# WHAT YOU WILL DO
In the records below, locate the line containing "drop a point: the blue sky", then extract it and all following lines exactly, ending with the last line.

——————

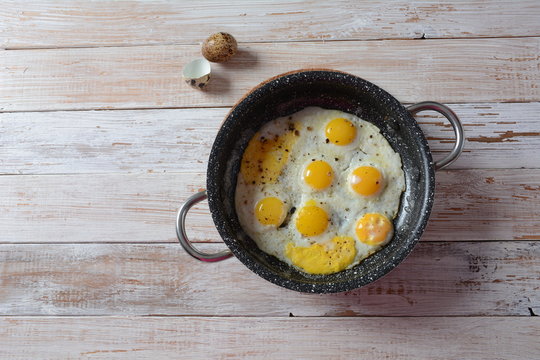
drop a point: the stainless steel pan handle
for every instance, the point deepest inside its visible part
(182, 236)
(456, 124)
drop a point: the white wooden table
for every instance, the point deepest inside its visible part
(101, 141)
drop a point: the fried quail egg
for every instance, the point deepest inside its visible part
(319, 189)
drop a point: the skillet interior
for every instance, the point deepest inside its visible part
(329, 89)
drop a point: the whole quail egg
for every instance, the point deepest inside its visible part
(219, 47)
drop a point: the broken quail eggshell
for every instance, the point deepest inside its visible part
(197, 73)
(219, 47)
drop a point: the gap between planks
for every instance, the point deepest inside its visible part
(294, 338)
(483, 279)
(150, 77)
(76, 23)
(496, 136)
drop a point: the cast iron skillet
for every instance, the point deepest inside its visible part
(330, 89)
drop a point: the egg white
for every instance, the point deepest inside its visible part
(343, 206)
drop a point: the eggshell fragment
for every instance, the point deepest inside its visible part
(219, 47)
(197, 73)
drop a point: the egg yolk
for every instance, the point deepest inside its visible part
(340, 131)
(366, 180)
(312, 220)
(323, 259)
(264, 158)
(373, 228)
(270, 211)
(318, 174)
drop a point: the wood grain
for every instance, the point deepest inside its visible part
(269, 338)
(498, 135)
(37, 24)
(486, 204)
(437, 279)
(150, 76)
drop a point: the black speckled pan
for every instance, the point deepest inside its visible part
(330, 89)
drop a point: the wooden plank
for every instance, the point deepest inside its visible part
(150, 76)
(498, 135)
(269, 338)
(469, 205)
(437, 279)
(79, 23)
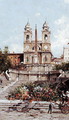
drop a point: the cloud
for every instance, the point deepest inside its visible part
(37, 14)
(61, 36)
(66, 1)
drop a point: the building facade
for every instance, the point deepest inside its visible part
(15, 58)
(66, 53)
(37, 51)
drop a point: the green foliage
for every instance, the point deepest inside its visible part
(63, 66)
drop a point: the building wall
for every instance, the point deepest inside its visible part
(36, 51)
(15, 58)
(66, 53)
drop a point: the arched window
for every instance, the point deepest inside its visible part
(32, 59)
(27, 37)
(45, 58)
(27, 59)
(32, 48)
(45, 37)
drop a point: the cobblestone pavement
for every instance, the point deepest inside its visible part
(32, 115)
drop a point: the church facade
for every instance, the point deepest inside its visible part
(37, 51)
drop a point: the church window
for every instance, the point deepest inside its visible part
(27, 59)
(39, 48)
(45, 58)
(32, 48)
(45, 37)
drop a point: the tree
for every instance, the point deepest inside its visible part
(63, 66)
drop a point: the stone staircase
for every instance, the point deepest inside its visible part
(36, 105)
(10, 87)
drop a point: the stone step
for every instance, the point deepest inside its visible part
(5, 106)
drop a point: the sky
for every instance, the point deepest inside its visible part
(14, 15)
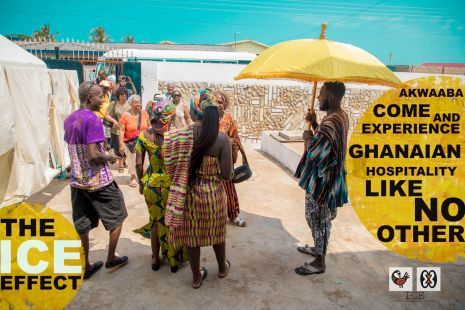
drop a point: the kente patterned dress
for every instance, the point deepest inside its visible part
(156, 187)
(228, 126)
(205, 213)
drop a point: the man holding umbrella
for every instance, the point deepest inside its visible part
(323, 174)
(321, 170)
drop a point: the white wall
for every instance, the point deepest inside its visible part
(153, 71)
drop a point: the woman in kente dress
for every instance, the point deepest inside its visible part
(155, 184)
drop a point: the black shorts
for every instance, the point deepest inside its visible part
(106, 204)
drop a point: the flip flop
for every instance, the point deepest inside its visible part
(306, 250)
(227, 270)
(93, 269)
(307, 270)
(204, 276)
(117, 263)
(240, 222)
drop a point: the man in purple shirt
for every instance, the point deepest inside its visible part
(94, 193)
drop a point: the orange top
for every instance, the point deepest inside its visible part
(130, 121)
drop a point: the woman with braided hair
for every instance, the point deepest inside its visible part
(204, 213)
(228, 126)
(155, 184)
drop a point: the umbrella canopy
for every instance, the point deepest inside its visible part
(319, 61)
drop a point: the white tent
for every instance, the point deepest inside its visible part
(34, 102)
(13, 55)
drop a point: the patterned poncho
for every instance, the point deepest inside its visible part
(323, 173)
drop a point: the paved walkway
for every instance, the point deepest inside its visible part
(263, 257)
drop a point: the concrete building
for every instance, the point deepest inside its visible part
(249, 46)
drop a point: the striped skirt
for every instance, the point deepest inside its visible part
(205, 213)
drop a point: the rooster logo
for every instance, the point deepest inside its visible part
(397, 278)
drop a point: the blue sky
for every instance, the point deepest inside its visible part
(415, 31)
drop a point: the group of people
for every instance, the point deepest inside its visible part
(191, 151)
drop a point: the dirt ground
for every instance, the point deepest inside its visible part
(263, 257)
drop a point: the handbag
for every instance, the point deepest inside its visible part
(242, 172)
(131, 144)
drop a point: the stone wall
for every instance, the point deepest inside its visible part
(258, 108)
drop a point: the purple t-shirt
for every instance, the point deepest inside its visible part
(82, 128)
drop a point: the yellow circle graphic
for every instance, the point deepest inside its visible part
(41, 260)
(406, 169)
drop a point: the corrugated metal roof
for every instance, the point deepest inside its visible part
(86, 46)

——————

# RESULT FOR THIS TASK
drop a point: the blue sky
for every instance, the point deepest inside its visible part
(415, 31)
drop a point: the group of people
for every instance, the point deepest inside its visible part
(191, 151)
drop a point: the dirt ground
for every instance, the point deepest inside its visible part
(263, 257)
drop a point: the handbag
for every instance, the point deepest inside its visible part
(242, 172)
(131, 144)
drop a point: the stone wall
for every instance, the point deepest inside its visible part
(258, 108)
drop a point: the purple t-shirt
for every instance, the point deepest inside its visible part
(82, 128)
drop a point: the yellow circle graphic
for every instance, the point deepest inside its visible part
(41, 260)
(406, 169)
drop a point: the corrugated metal roof
for every instance, the point deepest inside its visible part
(86, 46)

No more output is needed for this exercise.